-- Tasks to complete --
1. In the image-generation skill documentation, which model does Example 1 name in its generation request?
2. Continue the image-generation skill documentation from its last line.

-- Text provided --
▼
Reply attachment plumbing: AgentDispatchReplyPayload.attachments — same path as the assets skill's image-resolve output. Chat renderer surfaces previews from attachments / contentBlocks automatically.

Examples

Example 1 — User asks for an illustration

User: "Draw an isometric server room with glowing blue racks"

Skill flow:
  POST /api/v1/images/generations
    { prompt: "An isometric...", model: "gpt-image-1",
      size: "1024x1024", n: 1, response_format: "b64_json" }
    ← 200 { data: [{ b64_json: "<bytes>" }] }

  decode + sha256 → "8f4a..."

  POST /api/im/assets (multipart)
    file=generated-8f4a.png  kind=image  workspaceId=...
    x-content-sha256: 8f4a...
    ← 200 { data: { id: "asset_<...>", contentHash: "8f4a...",
                    cdnUrl: "/api/im/assets/asset_<...>" } }

Reply envelope:
  { ok: true,
    result: { assetId: "asset_<...>", contentHash: "8f4a...", ... },
    contentBlocks: [
      { kind: "image", assetId: "asset_<...>", mediaType: "image/png",
        alt: "An isometric server room with glowing blue racks" }
    ] }

Example 2 — Task-pinned generation for kanban artifact

Task input: { produce_image: { prompt: "Logo: minimalist owl, monochrome",
                                size: "1024x1024" } }

Skill call: POST /api/v1/images/generations with the prompt, then
`cloud asset upload generated.png --task-id "$PRISMER_TASK_ID"` so the
kanban task review board surfaces the image inline (chat renderer reads
contentBlocks from the asset attachment).

Example 3 — Failure: prompt rejected

User: "<disallowed content>"
▲
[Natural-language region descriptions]
▼
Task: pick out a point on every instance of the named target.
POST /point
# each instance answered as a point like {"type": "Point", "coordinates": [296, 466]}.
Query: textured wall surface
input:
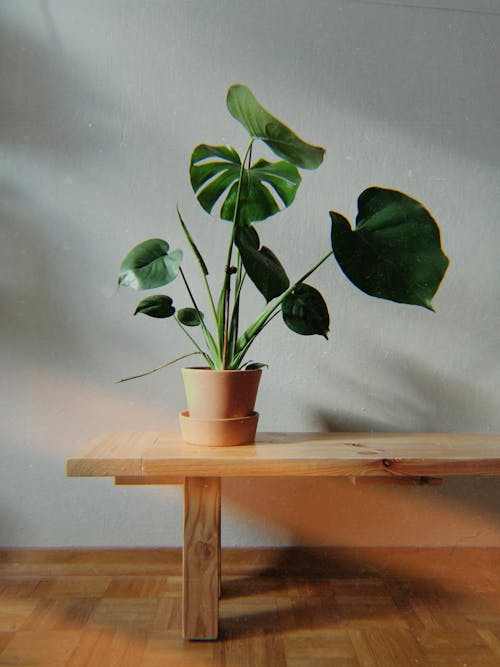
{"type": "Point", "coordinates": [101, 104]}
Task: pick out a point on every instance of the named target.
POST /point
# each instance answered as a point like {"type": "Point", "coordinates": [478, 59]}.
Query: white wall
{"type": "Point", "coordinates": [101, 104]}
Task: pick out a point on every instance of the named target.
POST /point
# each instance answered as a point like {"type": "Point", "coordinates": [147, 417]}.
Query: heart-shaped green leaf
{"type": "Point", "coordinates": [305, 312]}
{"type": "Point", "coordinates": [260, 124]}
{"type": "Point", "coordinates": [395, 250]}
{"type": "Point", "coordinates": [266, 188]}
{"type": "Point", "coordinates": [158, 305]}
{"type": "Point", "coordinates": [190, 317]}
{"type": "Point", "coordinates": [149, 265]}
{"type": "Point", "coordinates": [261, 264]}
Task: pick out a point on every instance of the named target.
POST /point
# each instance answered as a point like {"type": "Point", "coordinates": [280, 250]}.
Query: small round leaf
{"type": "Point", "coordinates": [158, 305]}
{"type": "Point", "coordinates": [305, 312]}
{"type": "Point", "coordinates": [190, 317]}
▲
-- Answer set --
1. gpt-image-1

2.
LLM proxy: 400 { error: { code: "content_policy_violation", ... } }

Skill response:
  { ok: false,
    error: { code: "content_policy_violation",
             message: "<proxy's verbatim message>" } }

Do NOT retry. Do NOT fabricate an assetId.

Anti-patterns

❌ Returning the raw base64 in result.image_b64 for chat to render. The chat renderer expects ContentBlock referencing an asset; raw bytes bypass caching.
❌ Using response_format: 'url' and pasting the OpenAI URL into the reply. URL expires; user clicks later → 404.
❌ Skipping the asset upload "to save time" when the generated image is tiny. Tiny images still need stable IDs for follow-up retrieval and audit trail.
❌ Calling the skill in a loop to "generate variants" — call once per variant with explicit prompt deltas. The de-dup hash will catch identical prompts.
❌ Setting n > 1. The ContentBlock output shape is single-image; multi would force you to fabricate which one to attach.

Hand-off — endpoint provisioning

Cloud-side endpoint wired in Wave 6 G1. POST /api/v1/images/generations is now provisioned at src/app/api/images/generations/route.ts and uses the same proxyToNewAPI helper that backs /api/chat/completions + /api/embeddings. Image-specific billing lives in src/lib/llm-pricing.ts::calculateImageCredits (per-image USD pricing, no token semantics). Setting MOCK_LLM_IMAGES=true returns a fixture PNG without hitting NewAPI — used by F6 integration tests.

Historical handler template (matches the landed implementation):

// src/app/api/images/generations/route.ts (NEW)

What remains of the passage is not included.